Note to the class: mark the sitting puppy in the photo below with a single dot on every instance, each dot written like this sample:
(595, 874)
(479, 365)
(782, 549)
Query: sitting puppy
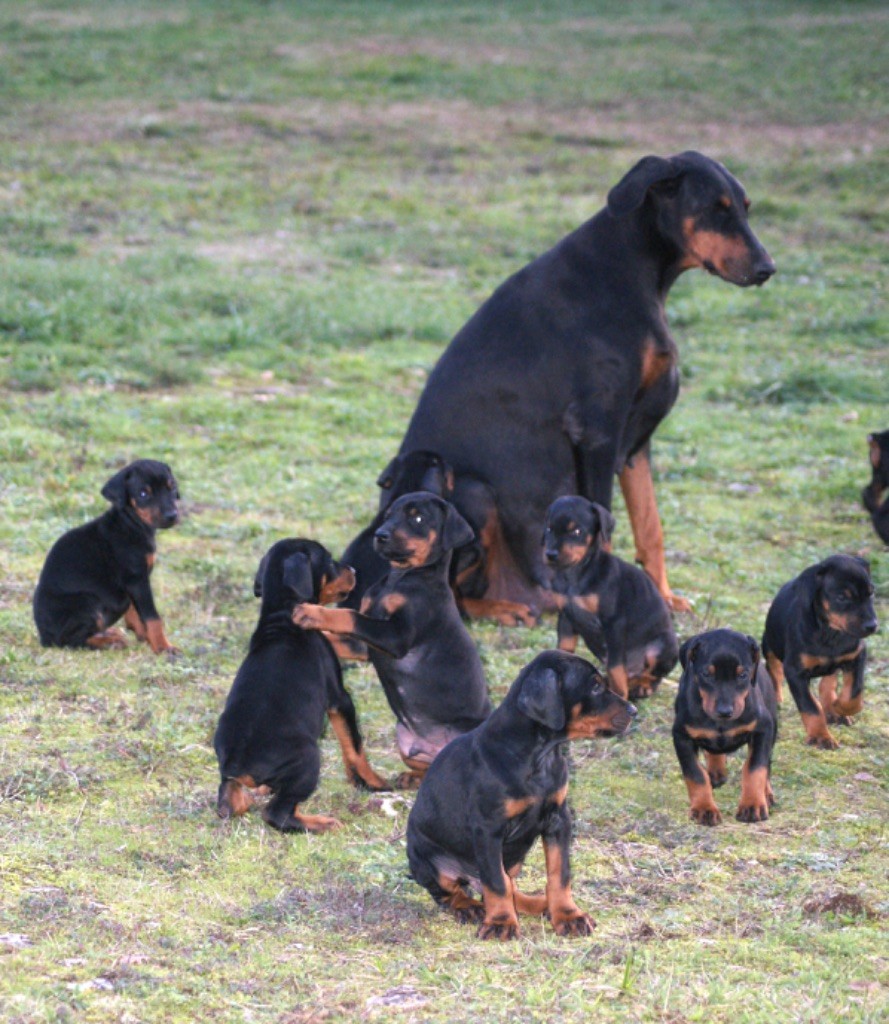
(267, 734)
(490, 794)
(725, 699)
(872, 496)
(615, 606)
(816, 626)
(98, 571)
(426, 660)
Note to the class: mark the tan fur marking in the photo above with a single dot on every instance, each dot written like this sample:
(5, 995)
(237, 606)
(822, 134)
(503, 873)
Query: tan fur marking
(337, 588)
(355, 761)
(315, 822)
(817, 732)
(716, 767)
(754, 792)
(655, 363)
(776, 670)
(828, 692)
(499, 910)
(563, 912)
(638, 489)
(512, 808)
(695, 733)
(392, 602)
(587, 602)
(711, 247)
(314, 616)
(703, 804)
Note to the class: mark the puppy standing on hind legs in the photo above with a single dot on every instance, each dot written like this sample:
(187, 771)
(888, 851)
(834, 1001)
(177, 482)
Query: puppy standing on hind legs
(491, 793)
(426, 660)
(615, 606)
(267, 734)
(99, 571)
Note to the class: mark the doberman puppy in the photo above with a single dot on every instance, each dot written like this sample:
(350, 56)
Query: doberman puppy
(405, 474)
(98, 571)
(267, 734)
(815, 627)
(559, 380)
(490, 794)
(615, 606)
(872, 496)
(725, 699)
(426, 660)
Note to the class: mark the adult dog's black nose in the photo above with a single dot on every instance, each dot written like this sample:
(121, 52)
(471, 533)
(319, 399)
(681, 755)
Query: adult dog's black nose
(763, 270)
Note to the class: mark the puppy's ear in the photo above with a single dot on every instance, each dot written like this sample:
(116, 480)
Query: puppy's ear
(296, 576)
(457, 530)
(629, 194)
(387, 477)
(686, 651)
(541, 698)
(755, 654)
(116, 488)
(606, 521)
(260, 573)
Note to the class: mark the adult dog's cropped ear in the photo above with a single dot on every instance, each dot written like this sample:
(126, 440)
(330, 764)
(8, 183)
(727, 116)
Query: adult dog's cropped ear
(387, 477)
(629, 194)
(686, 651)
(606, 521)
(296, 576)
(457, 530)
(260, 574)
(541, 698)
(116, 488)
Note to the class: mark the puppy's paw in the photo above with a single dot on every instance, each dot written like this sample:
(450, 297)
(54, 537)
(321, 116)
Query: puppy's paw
☆ ☆ ☆ ☆
THE PROBLEM: Print every entry exactly as written, without the pictures.

ANSWER TO THIS EXERCISE:
Note to the class: mark the sitting puppy in the photo below with a single dot on every instance, each dot written like this sample:
(595, 874)
(479, 365)
(782, 549)
Query: sitting puppy
(267, 734)
(490, 794)
(725, 699)
(872, 496)
(615, 606)
(816, 626)
(98, 571)
(426, 660)
Note to the class: mark the tan fur marking in the photo above with a single dot on every instance, each dot written like this sample:
(5, 995)
(237, 606)
(822, 134)
(503, 873)
Query: tan fur marking
(337, 588)
(355, 761)
(315, 822)
(817, 732)
(716, 767)
(754, 792)
(655, 363)
(776, 670)
(828, 692)
(499, 910)
(563, 912)
(638, 489)
(512, 808)
(695, 733)
(392, 602)
(587, 602)
(711, 247)
(314, 616)
(703, 804)
Note to the class: mark the puppy standing on hind legs in the photo above with a single dot on every instance, each dot written like this sample:
(187, 771)
(888, 851)
(834, 1001)
(177, 482)
Query: puppy standing on hind legs
(491, 793)
(426, 660)
(615, 606)
(267, 734)
(99, 571)
Note to the class: mark the doberman puppy in the photo above with a single dot on every instance, each dot written like this sample:
(350, 56)
Query: doberman puppy
(405, 474)
(98, 571)
(267, 734)
(815, 627)
(559, 380)
(490, 794)
(615, 606)
(872, 496)
(725, 699)
(426, 660)
Note to the class: mark the adult dog's black nose in the photo above with a single dot on every instance, each dot written like this sample:
(121, 52)
(471, 533)
(319, 399)
(681, 755)
Query: adult dog's black nose
(763, 270)
Note to the class: mark the puppy's ear in the photo above with a single dot on every instance, each dot written like this sample:
(116, 480)
Query: puppy's ear
(296, 576)
(457, 530)
(629, 194)
(387, 477)
(686, 651)
(541, 698)
(755, 654)
(116, 488)
(606, 521)
(260, 573)
Note to the class: mark the adult dog's cropped ear in the photo above with a single dot on every instance, each dot written like this sample:
(126, 440)
(330, 764)
(8, 183)
(727, 116)
Query: adult dog's cropped ear
(387, 477)
(629, 194)
(686, 651)
(606, 521)
(296, 576)
(457, 530)
(260, 574)
(541, 698)
(116, 488)
Note to the class: mark the puppy's paw in the photo above with a single dot on every instance, each dot written like this sample:
(450, 297)
(54, 537)
(321, 116)
Query: puppy's paw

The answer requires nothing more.